SUPPLIED DATA –

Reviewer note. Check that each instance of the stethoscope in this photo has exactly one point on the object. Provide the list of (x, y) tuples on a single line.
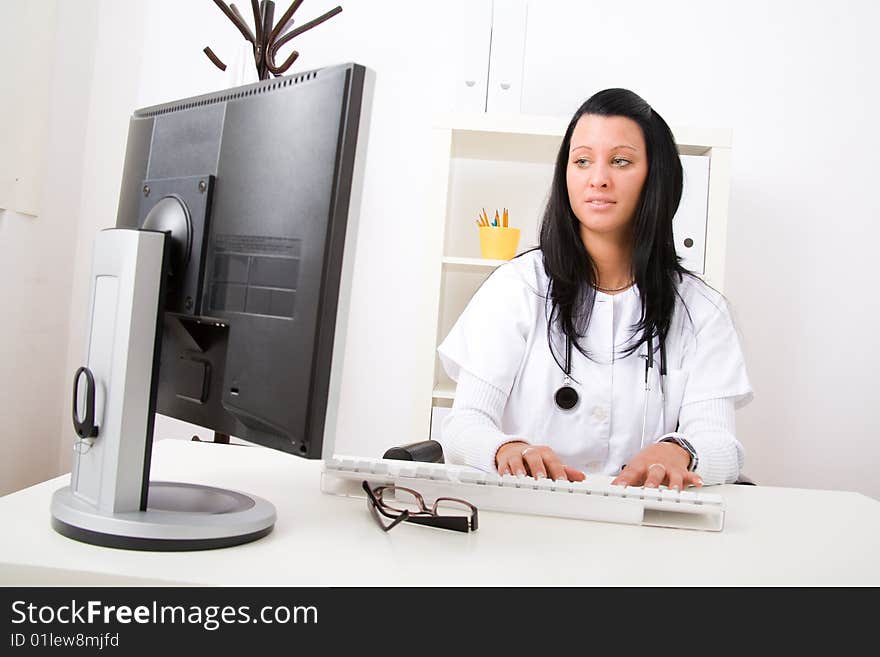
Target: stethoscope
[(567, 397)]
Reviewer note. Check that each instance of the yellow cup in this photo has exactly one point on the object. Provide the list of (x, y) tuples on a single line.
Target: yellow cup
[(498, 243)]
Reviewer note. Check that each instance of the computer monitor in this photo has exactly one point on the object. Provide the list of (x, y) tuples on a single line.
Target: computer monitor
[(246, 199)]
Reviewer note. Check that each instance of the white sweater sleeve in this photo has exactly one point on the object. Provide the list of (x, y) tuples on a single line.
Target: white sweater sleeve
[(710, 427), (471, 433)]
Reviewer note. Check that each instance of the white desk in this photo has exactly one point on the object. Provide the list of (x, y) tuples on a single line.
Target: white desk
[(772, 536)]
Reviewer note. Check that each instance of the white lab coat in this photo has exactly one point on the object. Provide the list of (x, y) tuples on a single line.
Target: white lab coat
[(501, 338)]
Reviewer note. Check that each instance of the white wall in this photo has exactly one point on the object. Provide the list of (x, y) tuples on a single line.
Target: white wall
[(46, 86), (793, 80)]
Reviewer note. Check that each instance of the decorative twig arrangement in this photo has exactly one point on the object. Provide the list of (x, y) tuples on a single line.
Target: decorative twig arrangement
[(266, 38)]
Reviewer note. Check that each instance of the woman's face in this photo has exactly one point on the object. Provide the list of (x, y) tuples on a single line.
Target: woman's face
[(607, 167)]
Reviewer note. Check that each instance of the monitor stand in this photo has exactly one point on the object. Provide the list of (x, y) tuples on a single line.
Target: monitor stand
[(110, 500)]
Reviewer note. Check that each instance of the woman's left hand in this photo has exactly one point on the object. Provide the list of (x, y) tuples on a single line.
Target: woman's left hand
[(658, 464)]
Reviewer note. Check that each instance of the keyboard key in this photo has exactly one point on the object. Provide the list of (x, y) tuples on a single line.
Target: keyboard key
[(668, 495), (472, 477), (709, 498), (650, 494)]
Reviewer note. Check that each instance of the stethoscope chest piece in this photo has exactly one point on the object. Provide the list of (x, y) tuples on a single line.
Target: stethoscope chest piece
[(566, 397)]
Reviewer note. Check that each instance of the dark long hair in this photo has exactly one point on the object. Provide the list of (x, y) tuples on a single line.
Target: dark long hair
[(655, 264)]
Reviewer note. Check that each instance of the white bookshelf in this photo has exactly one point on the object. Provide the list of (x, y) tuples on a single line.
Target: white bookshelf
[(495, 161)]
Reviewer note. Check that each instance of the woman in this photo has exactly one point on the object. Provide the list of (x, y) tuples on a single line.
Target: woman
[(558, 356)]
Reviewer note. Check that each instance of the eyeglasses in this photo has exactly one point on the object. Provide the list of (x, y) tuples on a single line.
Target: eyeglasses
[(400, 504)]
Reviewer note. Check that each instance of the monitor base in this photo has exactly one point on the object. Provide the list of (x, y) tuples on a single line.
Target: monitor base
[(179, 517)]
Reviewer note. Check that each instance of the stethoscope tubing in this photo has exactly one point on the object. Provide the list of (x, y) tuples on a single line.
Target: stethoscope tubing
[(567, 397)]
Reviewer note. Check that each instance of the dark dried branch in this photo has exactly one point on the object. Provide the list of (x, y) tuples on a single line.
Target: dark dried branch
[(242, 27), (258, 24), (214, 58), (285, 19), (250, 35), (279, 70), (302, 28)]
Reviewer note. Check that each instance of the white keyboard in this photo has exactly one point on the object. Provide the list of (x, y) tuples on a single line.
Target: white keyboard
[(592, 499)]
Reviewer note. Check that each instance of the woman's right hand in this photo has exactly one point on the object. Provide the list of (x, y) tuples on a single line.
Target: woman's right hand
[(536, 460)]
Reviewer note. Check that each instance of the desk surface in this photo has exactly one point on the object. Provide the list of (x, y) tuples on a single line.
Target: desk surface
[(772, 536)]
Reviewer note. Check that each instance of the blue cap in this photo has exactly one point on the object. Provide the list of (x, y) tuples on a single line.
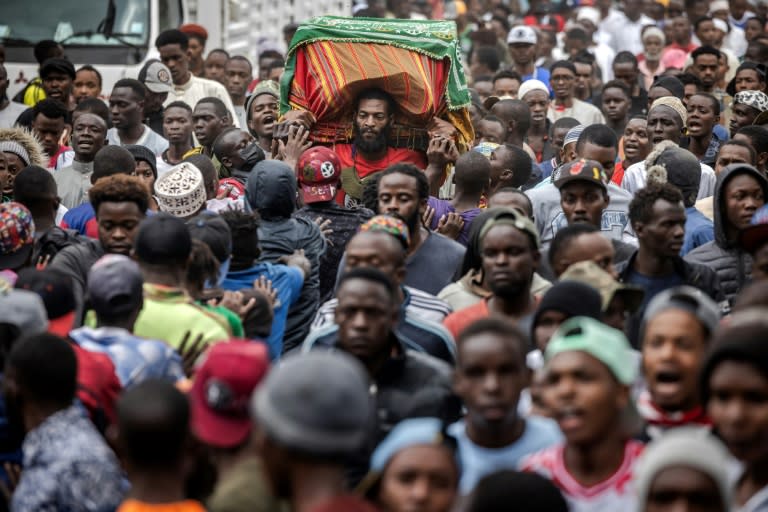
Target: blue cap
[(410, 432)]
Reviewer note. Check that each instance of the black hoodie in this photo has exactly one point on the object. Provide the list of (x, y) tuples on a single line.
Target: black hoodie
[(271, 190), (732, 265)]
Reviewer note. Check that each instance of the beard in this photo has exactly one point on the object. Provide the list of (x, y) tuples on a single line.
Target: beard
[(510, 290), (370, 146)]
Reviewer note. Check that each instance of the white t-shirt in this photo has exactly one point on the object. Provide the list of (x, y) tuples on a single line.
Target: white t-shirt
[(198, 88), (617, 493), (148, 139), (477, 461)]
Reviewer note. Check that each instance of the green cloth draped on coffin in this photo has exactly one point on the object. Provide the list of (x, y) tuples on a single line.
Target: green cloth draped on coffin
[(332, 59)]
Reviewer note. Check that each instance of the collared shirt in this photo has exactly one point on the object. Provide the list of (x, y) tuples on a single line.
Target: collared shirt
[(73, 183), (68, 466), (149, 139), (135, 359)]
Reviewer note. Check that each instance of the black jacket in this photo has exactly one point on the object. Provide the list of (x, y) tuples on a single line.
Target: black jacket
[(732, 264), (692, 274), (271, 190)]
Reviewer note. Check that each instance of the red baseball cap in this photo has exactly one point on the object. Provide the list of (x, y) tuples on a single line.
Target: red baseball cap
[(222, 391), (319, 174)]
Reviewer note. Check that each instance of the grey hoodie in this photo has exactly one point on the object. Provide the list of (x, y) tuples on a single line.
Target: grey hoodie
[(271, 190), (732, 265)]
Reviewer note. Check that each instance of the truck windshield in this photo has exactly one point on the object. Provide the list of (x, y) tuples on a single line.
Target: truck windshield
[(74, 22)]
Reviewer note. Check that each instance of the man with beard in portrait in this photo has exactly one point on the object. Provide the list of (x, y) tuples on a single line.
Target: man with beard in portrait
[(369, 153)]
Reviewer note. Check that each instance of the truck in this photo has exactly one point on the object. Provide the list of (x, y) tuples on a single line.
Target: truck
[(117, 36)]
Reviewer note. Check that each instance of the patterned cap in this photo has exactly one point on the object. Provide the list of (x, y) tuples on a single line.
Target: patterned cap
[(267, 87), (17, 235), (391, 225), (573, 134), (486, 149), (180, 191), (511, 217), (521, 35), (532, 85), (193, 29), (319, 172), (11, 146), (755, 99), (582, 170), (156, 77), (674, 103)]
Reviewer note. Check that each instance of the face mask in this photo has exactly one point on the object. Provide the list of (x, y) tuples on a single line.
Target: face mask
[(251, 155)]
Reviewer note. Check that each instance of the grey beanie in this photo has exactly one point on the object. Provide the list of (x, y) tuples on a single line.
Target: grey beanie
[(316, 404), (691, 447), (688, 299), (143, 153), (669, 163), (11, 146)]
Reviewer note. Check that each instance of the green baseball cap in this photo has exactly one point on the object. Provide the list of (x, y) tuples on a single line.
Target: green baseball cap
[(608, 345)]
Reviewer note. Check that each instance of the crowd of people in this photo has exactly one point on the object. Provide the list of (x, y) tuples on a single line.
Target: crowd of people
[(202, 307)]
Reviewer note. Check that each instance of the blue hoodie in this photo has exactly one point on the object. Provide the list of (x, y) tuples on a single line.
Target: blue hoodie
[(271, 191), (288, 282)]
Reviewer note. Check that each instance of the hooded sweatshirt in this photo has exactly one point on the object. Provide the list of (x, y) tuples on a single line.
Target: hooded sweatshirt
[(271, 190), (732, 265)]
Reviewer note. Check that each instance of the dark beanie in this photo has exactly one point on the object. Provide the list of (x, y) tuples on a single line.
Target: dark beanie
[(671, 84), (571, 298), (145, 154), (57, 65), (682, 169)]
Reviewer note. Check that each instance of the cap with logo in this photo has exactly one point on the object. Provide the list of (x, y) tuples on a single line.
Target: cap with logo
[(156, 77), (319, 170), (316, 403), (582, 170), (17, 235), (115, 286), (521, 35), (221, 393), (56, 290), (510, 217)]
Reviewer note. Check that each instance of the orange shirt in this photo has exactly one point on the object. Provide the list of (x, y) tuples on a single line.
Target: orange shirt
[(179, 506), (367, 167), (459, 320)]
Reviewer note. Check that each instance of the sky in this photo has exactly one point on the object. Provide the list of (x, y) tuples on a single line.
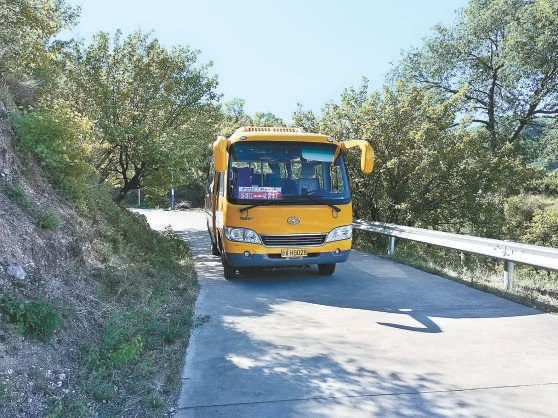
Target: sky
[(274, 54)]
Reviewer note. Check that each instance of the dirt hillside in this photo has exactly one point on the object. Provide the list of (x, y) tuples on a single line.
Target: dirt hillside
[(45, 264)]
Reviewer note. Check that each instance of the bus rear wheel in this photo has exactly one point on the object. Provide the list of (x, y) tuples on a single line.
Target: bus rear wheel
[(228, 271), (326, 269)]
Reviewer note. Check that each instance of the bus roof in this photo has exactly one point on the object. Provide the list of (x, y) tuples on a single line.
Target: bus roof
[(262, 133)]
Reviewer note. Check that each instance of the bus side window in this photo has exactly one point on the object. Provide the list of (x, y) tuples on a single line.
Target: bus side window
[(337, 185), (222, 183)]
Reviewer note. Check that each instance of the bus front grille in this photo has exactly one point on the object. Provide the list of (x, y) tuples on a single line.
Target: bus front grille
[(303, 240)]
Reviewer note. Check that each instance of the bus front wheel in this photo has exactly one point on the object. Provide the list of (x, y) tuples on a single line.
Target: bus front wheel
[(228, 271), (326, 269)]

REQUIRED WORK –
All that is wanted is the stretch of lines above from the one containing "Target: face mask" through the one containing "Reviewer note. Check that each instance of the crowd", duplicated exactly.

RESULT OF THE TASK –
Target: face mask
[(251, 155)]
Reviewer note. Check that each instance of the grey beanie in this photo has exactly one point on the object. Provide the list of (x, y) tuples on a single line.
Target: grey beanie
[(316, 404), (691, 447), (688, 299), (143, 153), (669, 163), (11, 146)]
Reviewer note. Check that each instance of the green baseball cap in this photo has exactly one point on the object. Provide the list of (x, y) tuples on a single line.
Target: green baseball cap
[(608, 345)]
Reviewer note. Check that each instance of the crowd of people in this photo has exactly one point on the object. Provide the list of (x, y) tuples on a single line.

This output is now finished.